> _Tasks and exercises_
a - From the Stacy-Deanne biography, extract the passage that begins at the words "- Born: Stacy" and ends after the words "author (born 1978)".
b - Write what comes next in the Stacy-Deanne biography, picking up after its last sentence.

> _Extracted text_

- Born: Stacy Deanne Reed February 5, 1978 (age 48) Houston, Texas
- Occupations: author, editor
- Notable work: novels: "Everlasting", "Melody"
- Awards: two YGA Literary Awards

= Stacy-Deanne =

American author (born 1978)

Stacy-Deanne(Dee-Anne) (born Stacy Deanne Reed on February 5, 1978) is an American author.

==Early life==
Stacy-Deanne (pronounced Dee-Anne) was born Stacy Deanne Reed on February 5, 1978 in Houston, Texas. She is an African-American novelist. She writes mainstream fiction including mysteries, thrillers and suspense novels. She is best known for her novels "Everlasting" (2007) and "Melody" (2008) published by Simon and Schuster. Stacy is also a certified editor.

Stacy is the daughter of John and Elva Reed. John is a retired Inspector who worked for Harris County for over thirty years. Elva was a school teacher who worked in the Houston Independent School District for over thirty years. She died from Leukemia at MD Anderson Cancer Hospital in December 2006.

Stacy was born an only child. Due to her not having any siblings Stacy relied on her imagination which ultimately got her interested in writing fiction years later. She attended Hobby Elementary School, Lanier Middle School and Jefferson Davis High School, all in Houston, Texas. Even though Stacy showed a talent for writing in middle school, it was not until she was nineteen that she decided to write professionally.

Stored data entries

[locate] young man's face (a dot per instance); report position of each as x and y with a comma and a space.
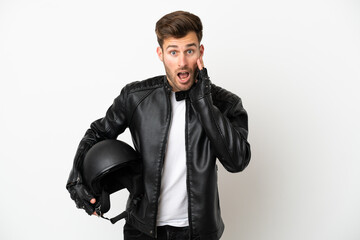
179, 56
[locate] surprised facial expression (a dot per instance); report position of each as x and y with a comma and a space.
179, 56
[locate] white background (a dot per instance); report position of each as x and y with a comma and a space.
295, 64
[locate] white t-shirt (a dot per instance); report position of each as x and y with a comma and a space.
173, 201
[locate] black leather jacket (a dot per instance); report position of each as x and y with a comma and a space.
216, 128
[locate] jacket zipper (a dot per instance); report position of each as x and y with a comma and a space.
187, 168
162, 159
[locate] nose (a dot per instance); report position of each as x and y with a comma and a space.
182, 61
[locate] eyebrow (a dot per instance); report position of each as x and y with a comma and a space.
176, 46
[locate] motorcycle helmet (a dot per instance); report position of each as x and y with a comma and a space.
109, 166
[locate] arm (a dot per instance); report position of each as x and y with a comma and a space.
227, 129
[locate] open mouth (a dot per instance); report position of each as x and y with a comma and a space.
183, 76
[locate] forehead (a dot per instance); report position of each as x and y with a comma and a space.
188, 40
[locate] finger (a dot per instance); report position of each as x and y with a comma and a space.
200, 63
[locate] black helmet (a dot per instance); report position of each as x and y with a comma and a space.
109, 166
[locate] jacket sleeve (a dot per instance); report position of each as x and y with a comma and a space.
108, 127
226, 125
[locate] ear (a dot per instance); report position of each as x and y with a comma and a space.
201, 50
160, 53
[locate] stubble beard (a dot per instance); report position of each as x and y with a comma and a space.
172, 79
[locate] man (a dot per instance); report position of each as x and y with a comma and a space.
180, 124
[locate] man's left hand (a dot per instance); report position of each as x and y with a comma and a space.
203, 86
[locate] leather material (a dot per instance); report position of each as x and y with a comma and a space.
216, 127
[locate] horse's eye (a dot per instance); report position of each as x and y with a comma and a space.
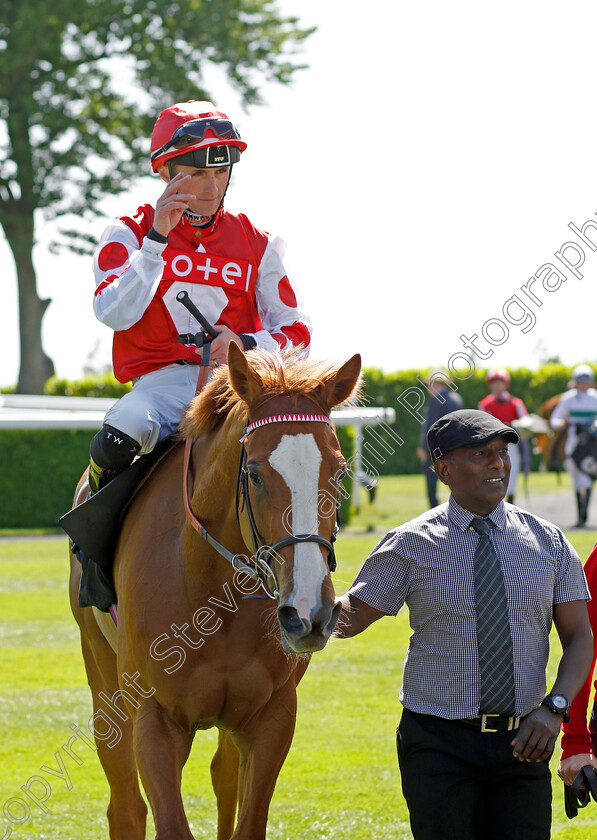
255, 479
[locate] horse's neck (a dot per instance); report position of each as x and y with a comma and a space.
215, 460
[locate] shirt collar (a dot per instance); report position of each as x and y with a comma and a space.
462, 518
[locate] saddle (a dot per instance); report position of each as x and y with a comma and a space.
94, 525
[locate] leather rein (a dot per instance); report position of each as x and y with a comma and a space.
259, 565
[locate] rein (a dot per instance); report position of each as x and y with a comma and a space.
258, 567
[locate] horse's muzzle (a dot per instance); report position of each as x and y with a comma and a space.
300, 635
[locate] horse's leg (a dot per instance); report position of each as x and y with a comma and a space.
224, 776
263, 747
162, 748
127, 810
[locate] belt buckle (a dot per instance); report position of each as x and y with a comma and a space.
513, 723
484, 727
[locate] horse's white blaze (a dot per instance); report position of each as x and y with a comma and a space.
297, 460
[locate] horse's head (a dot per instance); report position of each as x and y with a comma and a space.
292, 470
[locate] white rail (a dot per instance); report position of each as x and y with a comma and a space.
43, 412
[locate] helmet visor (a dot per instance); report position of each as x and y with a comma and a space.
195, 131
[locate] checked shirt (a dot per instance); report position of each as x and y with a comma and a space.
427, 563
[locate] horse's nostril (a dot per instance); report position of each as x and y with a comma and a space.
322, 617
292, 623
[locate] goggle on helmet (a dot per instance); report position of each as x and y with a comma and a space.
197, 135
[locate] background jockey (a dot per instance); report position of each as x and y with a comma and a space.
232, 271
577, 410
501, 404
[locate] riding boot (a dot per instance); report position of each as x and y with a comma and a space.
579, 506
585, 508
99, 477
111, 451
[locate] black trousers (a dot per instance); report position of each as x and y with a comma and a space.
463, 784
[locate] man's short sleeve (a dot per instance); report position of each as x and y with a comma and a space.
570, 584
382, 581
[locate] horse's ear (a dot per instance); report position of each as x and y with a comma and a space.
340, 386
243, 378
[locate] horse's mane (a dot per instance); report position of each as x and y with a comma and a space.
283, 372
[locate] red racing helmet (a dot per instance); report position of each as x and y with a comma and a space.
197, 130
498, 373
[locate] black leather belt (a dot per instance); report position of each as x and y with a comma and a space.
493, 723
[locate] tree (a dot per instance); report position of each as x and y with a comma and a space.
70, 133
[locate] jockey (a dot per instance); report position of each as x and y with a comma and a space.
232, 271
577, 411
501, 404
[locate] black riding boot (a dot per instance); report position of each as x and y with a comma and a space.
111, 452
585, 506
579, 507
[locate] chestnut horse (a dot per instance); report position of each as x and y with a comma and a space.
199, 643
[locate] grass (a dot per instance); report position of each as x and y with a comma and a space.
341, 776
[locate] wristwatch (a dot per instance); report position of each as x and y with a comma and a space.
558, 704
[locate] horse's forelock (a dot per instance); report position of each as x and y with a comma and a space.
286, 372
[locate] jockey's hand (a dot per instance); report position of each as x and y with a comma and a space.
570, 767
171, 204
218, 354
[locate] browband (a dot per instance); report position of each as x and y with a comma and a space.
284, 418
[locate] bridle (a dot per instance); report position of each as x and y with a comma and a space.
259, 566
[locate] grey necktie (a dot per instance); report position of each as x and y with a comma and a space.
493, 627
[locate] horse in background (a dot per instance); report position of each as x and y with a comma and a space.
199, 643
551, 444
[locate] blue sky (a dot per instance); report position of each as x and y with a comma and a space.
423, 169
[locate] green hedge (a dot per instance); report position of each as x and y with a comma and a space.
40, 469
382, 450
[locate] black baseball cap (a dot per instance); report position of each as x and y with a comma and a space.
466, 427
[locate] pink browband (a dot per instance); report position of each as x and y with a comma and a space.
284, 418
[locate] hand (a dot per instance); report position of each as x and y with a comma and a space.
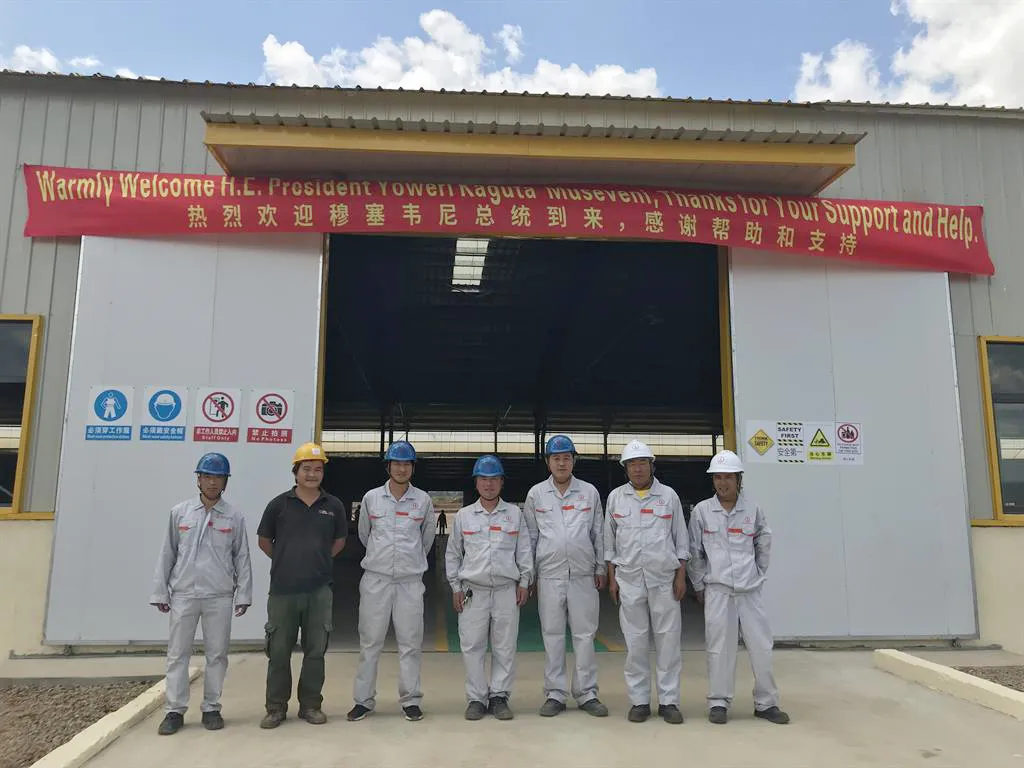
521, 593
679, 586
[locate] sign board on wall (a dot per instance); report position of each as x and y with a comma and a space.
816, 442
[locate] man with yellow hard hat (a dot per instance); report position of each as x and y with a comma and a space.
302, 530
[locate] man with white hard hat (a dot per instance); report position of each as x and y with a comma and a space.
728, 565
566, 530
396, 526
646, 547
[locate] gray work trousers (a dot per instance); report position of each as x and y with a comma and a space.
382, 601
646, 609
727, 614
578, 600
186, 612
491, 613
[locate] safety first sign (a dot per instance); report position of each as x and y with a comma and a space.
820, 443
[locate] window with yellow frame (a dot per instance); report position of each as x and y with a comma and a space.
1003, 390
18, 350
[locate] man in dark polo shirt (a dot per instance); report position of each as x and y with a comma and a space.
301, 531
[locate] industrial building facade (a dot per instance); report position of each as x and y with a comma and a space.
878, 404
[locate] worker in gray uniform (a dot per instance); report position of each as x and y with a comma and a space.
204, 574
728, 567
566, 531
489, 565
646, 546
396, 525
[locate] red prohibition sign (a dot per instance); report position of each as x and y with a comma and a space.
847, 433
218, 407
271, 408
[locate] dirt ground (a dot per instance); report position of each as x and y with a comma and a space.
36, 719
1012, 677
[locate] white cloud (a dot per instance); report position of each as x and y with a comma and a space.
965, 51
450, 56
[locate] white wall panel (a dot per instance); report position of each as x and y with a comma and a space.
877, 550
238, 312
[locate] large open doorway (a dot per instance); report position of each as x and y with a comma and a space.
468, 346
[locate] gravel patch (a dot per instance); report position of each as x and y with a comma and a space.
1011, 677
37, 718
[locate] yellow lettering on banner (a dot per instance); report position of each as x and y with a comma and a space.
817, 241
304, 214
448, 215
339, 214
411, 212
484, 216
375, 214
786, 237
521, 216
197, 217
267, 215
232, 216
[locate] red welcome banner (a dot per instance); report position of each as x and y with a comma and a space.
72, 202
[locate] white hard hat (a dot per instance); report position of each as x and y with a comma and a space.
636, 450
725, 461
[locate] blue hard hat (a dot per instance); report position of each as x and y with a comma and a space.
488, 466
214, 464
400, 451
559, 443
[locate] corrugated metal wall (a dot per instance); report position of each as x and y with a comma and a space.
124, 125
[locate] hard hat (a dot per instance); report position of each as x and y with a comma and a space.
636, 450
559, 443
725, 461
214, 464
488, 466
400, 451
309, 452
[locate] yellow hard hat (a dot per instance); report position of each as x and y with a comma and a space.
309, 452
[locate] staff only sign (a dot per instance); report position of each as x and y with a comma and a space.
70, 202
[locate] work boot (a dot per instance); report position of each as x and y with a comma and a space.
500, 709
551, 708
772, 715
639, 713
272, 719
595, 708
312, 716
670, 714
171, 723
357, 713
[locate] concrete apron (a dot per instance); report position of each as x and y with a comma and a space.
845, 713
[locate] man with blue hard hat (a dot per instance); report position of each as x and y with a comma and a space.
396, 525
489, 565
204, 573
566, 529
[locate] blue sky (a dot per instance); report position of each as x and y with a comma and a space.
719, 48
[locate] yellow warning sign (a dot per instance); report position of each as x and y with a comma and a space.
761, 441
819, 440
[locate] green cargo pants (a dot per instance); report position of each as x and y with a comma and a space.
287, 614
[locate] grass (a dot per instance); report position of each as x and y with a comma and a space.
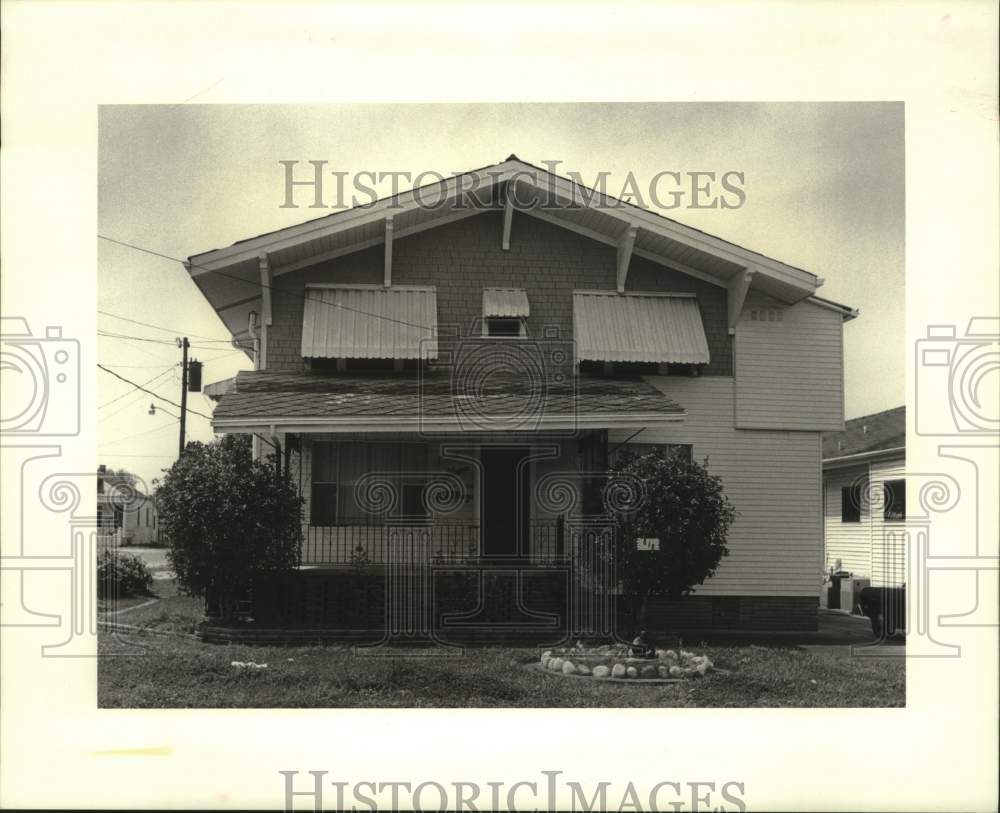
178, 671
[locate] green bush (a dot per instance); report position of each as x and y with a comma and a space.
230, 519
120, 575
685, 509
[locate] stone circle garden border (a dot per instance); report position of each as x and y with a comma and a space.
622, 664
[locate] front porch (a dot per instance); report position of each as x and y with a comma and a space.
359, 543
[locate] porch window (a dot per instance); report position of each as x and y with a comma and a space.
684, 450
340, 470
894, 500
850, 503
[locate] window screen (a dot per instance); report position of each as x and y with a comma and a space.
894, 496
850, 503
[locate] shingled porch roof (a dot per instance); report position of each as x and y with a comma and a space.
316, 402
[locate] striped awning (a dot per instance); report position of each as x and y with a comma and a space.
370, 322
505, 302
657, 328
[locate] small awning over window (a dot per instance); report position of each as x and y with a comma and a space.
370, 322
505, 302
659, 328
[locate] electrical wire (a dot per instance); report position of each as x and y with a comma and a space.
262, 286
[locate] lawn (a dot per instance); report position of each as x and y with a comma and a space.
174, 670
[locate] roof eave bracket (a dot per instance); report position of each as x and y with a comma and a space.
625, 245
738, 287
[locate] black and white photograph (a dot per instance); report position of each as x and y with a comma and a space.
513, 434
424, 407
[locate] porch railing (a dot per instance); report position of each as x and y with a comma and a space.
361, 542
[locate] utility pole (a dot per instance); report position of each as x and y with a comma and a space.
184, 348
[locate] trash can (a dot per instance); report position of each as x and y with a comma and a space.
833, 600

> _Solved tasks_
a -
- Born: Stacy Deanne Reed February 5, 1978 (age 48) Houston, Texas
- Occupations: author, editor
- Notable work: novels: "Everlasting", "Melody"
- Awards: two YGA Literary Awards

= Stacy-Deanne =

American author (born 1978)

b -
Stacy grew up with a lack of self-esteem and ongoing depression. Stacy is a writer's activist who helps steer aspiring writers to publication by sharing advice and by writing articles, sharing writing tips and guidance within the literary community.

==Career==
Stacy-Deanne began writing professionally at nineteen years old. Stacy gained popularity with the release of her first book, "Alicia Keys, Ashanti, Beyonce, Destiny's Child, Jennifer Lopez & Mýa: Divas of the New Millennium", featuring the works of other authors. The 2005 book, showcased the ups and downs of some of music's brightest female stars. The book was published by Amber Communications Group, Inc. the top African-American publishing company for self-help and biography books. The book appeared on best selling lists for urban books including the Disilgold Soul Best Seller list and the YGA Best Selling List. The book garnered an award for, "Best Biography Book" for Disilgold Soul Awards.

Following the success of "Divas of the New Millennium", Stacy was profiled alongside other notable authors in the 2006 book "Literary Divas: The Top 100+ Most Admired African-American Women in Writing".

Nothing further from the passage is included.